*What to produce*. Every record should be written out exactly, please.

*Task material*.
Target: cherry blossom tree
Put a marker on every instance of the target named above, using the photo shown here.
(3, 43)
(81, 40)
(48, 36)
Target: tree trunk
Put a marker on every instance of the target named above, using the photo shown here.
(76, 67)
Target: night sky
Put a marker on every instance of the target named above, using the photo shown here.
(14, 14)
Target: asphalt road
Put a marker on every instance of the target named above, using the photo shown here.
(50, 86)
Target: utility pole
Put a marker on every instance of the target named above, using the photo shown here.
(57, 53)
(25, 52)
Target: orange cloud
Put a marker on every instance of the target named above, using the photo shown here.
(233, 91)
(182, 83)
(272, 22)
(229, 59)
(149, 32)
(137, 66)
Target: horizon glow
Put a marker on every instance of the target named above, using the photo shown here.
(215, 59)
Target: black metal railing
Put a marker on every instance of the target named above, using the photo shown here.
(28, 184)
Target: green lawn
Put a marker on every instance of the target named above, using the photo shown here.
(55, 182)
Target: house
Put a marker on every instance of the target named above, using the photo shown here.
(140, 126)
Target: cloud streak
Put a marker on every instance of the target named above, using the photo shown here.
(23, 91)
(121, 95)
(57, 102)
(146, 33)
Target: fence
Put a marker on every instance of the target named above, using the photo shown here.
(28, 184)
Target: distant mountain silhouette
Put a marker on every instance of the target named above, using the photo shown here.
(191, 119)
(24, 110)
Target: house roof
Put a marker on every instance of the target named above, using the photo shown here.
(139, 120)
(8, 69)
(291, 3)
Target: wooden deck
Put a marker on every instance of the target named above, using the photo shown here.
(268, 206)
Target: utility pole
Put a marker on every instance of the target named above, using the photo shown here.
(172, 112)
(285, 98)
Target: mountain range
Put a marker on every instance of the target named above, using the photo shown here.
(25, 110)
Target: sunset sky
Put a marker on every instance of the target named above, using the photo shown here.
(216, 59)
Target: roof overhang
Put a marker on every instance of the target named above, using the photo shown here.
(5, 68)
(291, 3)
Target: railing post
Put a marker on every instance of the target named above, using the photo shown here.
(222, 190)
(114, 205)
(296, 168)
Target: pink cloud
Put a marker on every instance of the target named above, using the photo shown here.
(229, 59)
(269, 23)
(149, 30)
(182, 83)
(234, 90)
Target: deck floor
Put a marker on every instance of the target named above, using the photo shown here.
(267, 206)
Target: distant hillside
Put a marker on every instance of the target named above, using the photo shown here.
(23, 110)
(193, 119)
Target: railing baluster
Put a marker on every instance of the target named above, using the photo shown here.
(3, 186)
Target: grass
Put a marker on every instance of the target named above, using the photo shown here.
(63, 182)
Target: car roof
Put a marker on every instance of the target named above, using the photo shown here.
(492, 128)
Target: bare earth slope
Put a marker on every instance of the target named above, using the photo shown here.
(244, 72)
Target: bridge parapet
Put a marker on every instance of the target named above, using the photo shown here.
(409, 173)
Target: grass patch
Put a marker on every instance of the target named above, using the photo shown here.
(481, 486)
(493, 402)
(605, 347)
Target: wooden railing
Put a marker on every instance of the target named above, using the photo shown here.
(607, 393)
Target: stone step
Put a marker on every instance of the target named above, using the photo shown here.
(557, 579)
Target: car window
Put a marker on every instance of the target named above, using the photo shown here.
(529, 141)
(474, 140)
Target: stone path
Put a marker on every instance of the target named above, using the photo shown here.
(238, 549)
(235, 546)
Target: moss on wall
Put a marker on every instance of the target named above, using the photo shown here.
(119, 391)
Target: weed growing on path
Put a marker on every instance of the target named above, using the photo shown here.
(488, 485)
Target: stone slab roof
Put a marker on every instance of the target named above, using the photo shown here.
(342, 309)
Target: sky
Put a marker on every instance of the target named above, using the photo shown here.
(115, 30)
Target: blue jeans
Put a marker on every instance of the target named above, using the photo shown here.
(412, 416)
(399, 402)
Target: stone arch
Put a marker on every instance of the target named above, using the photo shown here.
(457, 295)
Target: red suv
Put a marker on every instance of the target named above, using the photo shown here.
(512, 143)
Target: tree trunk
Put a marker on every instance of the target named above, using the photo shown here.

*Written answer*.
Target: cherry blossom tree
Put a marker on every instance of the target named above, using the photo shown here.
(3, 43)
(81, 40)
(48, 36)
Target: tree trunk
Put a marker on every instance of the target named above, using the photo shown here.
(76, 67)
Target: night sky
Put a marker on every instance of the target named above, using the photo shown here.
(14, 14)
Target: asphalt road
Put a marker on every instance of the target named above, using the photo shown here.
(50, 86)
Target: utility pole
Put a marker on every instance of the target named above, using the photo shown here.
(57, 53)
(25, 52)
Target: orange cloud
Put a marker on every instance of the target named above, using the photo shown here.
(233, 91)
(182, 83)
(272, 22)
(229, 59)
(149, 32)
(137, 66)
Target: horizon glow
Put a marker on every instance of the target named above, using the photo shown here.
(215, 59)
Target: black metal railing
Put a marker on every instance of the target named above, using the photo shown here.
(28, 184)
Target: green lawn
Put a marker on every instance of the target named above, using the photo shown here.
(55, 182)
Target: house
Put a marker on every instance of the target named above, using the photo shown here.
(140, 126)
Target: cloud streak
Put a marker on every instance of the target named above, using the photo shown here.
(23, 91)
(121, 95)
(57, 102)
(146, 33)
Target: fence
Put a marker on every instance of the target named above, using the photo shown here.
(28, 184)
Target: distant mountain silhouette
Put a marker on every instance of the target named above, using the photo shown here.
(191, 119)
(24, 110)
Target: house roof
Put a marker on every instance of the target named above, using the photo shown here.
(139, 120)
(8, 69)
(291, 3)
Target: wooden deck
Put a marker on every instance of the target named above, using the photo shown here.
(268, 206)
Target: utility pole
Put a marker on every instance of the target named above, using the photo shown here.
(172, 112)
(285, 98)
Target: mountain range
Put a marker on every instance of the target named above, using the photo shown here.
(25, 110)
Target: sunset sky
Put a marker on every instance of the target named above, using the photo shown here.
(216, 59)
Target: roof overhang
Put a marker on every instance of the target named above, using the photo shown here.
(5, 68)
(291, 3)
Target: railing post
Put a marker on every instance of the target named above, using the photo shown here.
(222, 190)
(114, 205)
(296, 168)
Target: pink cloud
Put a marker on every instance of the target named above, using the photo shown here.
(229, 59)
(269, 23)
(149, 30)
(182, 83)
(234, 90)
Target: deck floor
Put a marker on every instance of the target named above, using the photo shown here.
(267, 206)
Target: distant hillside
Put a marker on every instance of the target named above, using the photo shown here.
(23, 110)
(193, 119)
Target: railing baluster
Put a marker on every instance of the target named above, using the photo shown here.
(3, 186)
Target: grass
Put a marker on every instance of the target named above, using the photo shown here.
(63, 182)
Target: car roof
Put a marker on every instance of the target named above, using the photo shown here.
(492, 128)
Target: bare earth slope
Put a marker on every instance of the target named above, using the photo shown here.
(244, 72)
Target: bridge parapet
Put a marker on every instance of the target named above, using the photo shown here.
(409, 173)
Target: grass patch
Put a marker on every instance of the target named above, using the photo shown here.
(481, 486)
(493, 402)
(605, 347)
Target: wooden railing
Put a marker on every instance of the target named above, using the photo shown here.
(607, 393)
Target: stone step
Put a marker on every instance of the target named above, using the photo shown here.
(557, 579)
Target: car window
Put a marker on every instance of the target named above, using the photo shown here.
(529, 141)
(474, 140)
Target: stone path
Put a marker on every instance of the target named above, using the photo shown here.
(238, 549)
(235, 546)
Target: moss on wall
Put a marker on every instance of the target named above, using the photo shown here.
(119, 391)
Target: weed growing on path
Put a marker on every instance of the target named above, using the photo shown here.
(488, 485)
Target: stone slab roof
Put a marker on every instance of the target named above, using the photo shown here.
(342, 309)
Target: sky
Put a marker on every instance of the target named above, using the photo shown here.
(115, 30)
Target: blue jeans
Put a marker on every instance of the target named above, using the photo shown here.
(412, 416)
(399, 402)
Target: stone arch
Put a marker on every instance of the target named above, using the photo shown here.
(457, 295)
Target: red suv
Put a marker on every instance of the target named above, using the photo shown here.
(512, 143)
Target: tree trunk
Put a marker on every instance of the target named above, using the photo shown here.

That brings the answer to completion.